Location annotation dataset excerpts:
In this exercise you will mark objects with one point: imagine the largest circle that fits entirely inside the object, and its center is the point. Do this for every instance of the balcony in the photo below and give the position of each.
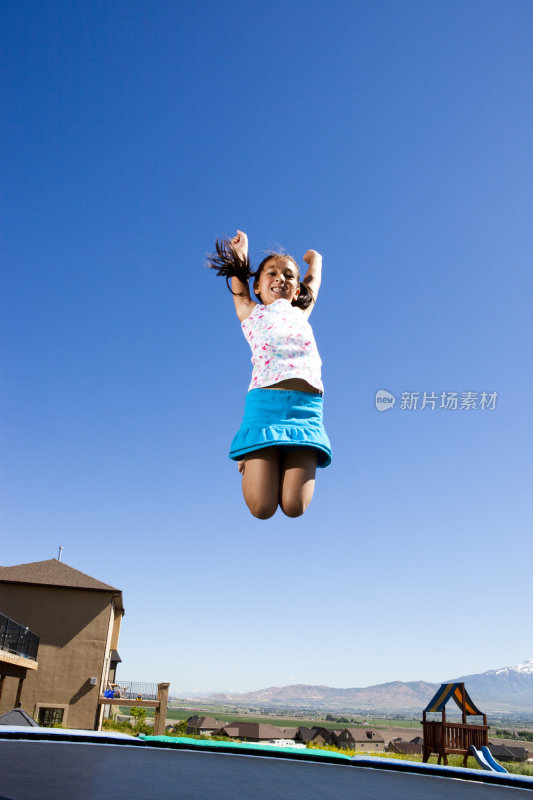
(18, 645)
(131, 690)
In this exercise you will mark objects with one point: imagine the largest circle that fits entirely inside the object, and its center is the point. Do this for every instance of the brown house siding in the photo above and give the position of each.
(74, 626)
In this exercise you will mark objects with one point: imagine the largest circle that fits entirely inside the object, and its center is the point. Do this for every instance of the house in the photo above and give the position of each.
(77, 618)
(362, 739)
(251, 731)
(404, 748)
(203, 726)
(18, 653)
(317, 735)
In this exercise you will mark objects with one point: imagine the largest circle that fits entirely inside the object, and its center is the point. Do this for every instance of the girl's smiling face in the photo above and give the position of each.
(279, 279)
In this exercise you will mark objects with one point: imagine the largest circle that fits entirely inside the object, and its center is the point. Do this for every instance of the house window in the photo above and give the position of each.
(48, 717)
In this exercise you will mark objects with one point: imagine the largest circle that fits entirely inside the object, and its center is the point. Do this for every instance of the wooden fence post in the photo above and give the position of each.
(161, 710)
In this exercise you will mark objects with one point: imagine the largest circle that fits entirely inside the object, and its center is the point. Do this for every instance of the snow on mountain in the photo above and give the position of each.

→ **Requirements**
Put every line of the items above into a Markdown table with two columns, "Row" for the row number and "Entry" for the line, leaving out blank lines. Do not include the pictures.

→ **Exercise solution**
| Row | Entry |
|---|---|
| 1 | In this exercise you will mark objects with one point: imagine the largest circle that fits entirely inside the object, and its center is the point. Do this for every instance of the balcony in the photo below and give the position of each. |
| 2 | (18, 645) |
| 3 | (131, 690) |
| 4 | In this exercise you will mark objects with one point: imagine the largest circle that fits entirely inside the object, and its center is the point. Do this for every instance of the brown house siding in the photo above and give the position of each. |
| 5 | (74, 626) |
| 6 | In this exercise you will mark objects with one point: imagine the largest circle that fits entirely inside the object, and its center is the point. Do this for every instance of the house in the photo above and give the position of each. |
| 7 | (77, 618) |
| 8 | (362, 739) |
| 9 | (251, 731) |
| 10 | (404, 748) |
| 11 | (203, 726) |
| 12 | (18, 653) |
| 13 | (317, 735) |
| 14 | In this exercise you will mark objects with one point: imagine the largest circle that fits entirely inside the object, and its center is the point. Do this for every instance of the girl's smiling face in the photo above and give the position of each. |
| 15 | (279, 279) |
| 16 | In this exercise you will mark objects with one point: imagine the largest circle that fits entirely inside the object, and its center is the point. Do this for every instance of the house window in the photo above and give the position of each. |
| 17 | (48, 717) |
| 18 | In this exercise you will mark objects with one point: imagine the largest circle that fits entirely inside the object, and its center is the point. Do this for every instance of the wooden fence post in the photo above and give the position of each. |
| 19 | (161, 710) |
| 20 | In this exercise you will mark objects with one point: imagine the largest circle that fits entirely inside the object, and its center is the point. Do this for every instance of the snow on mountain in the photo above and give the position of each. |